» **Trecho de origem**:
Não sei quantas vezes já respondi a esta pergunta.
Durante a coletiva com a imprensa na Secretaria de Segurança, no dia 14, logo após a entrada do BOPE no Morro dos Macacos, um dos jornalistas instou-nos sobre isso.
Havia duas dezenas de profissionais da mídia no auditório, com suas câmeras, gravadores e blocos de anotação.
Foi possível ler na expressão de seus rostos certa frustração, quando eu o Dr. Beltrame respondemos negativamente ao entrevistador que, muito provavelmente, aguardava ansioso uma chance para a digressão do tema que pautava a coletiva:
- Eu não assisti, ou, ainda não assisti – respondi algo assim.
Eu tenho alguns motivos para não ter visto o filme que ainda vou ver, e o primeiro tem a ver com as minhas intuições sem nenhuma configuração filosófica ou científica.
Tem a ver com as minhas secretas intuições, expressão que colhi do imenso repositório pedagógico de um renomado professor francês do século XIX, discípulo de Pestalozzi, para explicar o inexplicável sob certa consideração da razão.

» **Tarefas**:
1/ Reproduza o trecho de origem desde "Foi possível ler" até "filosófica ou científica.".
2/ Responda com base no trecho de origem:
(a) Em que dia foi a coletiva com a imprensa na Secretaria de Segurança?
(b) Quantos profissionais da mídia havia no auditório?
(c) De quem era discípulo o professor francês do século XIX?

» **Listagem**:
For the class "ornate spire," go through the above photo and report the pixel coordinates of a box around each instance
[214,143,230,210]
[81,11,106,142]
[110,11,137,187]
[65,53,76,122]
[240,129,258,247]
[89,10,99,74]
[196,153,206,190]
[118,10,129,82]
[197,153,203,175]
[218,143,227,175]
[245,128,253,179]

» **Exercício resolvido**:
1/
Foi possível ler na expressão de seus rostos certa frustração, quando eu o Dr. Beltrame respondemos negativamente ao entrevistador que, muito provavelmente, aguardava ansioso uma chance para a digressão do tema que pautava a coletiva:
- Eu não assisti, ou, ainda não assisti – respondi algo assim.
Eu tenho alguns motivos para não ter visto o filme que ainda vou ver, e o primeiro tem a ver com as minhas intuições sem nenhuma configuração filosófica ou científica.

2/
(a) No dia 14.
(b) Duas dezenas.
(c) De Pestalozzi.